A run of records:
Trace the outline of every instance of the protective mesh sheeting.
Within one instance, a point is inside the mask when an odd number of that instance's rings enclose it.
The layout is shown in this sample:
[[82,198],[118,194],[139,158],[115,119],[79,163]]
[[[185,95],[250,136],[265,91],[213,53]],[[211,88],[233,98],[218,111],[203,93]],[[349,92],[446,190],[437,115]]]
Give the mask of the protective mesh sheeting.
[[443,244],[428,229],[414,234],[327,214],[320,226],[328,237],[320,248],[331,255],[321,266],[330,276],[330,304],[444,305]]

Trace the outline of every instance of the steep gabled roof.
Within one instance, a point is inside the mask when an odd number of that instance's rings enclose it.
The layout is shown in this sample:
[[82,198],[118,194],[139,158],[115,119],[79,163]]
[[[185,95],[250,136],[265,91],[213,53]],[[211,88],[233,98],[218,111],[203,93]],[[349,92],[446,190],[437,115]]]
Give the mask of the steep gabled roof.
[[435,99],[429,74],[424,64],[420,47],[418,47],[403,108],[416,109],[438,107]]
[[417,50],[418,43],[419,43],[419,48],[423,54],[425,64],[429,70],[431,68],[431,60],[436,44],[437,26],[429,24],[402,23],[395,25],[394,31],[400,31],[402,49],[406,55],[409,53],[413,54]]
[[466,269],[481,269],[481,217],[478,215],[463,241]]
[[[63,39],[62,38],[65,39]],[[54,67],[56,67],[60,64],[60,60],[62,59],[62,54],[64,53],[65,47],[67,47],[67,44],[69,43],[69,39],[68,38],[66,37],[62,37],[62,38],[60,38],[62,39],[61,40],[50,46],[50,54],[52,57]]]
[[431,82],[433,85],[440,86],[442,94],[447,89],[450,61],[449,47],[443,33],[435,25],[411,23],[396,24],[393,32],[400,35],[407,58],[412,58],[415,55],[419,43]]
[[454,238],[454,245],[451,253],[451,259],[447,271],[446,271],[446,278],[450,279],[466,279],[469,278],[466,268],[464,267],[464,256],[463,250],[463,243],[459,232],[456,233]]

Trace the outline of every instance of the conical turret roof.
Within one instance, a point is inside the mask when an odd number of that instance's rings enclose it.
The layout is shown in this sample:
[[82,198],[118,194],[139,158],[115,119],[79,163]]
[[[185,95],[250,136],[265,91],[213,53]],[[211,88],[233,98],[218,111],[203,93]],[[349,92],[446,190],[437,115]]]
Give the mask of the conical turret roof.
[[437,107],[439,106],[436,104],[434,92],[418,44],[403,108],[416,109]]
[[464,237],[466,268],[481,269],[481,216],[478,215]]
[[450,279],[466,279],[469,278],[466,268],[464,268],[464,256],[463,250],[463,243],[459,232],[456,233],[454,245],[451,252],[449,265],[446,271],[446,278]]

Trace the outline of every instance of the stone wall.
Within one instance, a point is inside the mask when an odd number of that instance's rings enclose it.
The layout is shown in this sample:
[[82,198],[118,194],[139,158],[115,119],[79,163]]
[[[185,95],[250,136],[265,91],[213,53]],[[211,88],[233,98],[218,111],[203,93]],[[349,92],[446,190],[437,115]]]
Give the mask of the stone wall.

Directions: Repeat word for word the records from the line containing "Trace the outline of every instance of the conical" up to and including the last line of the records.

Expected answer:
Trace the outline of every instance of the conical turret roof.
Within one instance, a point is inside the mask when an odd number of that instance's rings enclose it.
The layout is shown in this sample:
[[82,198],[118,194],[139,158],[115,119],[79,163]]
[[[185,95],[250,136],[265,91],[213,53]],[[211,88],[233,98],[218,111],[203,93]],[[349,92],[446,190],[437,115]]]
Give the mask of the conical turret roof.
[[437,107],[439,106],[436,104],[434,92],[418,44],[403,108],[416,109]]
[[464,237],[466,268],[481,269],[481,216],[478,215]]
[[450,279],[466,279],[469,278],[466,268],[464,268],[464,256],[463,250],[463,243],[459,232],[456,233],[454,245],[451,252],[449,265],[446,271],[446,278]]

Trace the outline of every instance of the stone wall.
Within one instance, a point is inside the mask when an odd number of that instance's rings enclose it.
The layout is shown in this sample:
[[82,198],[118,194],[139,158],[115,119],[79,163]]
[[[185,95],[250,136],[265,91],[213,53]],[[211,88],[233,98],[218,111],[203,93]],[[349,92],[446,190],[437,115]]]
Give the mask of the stone wall.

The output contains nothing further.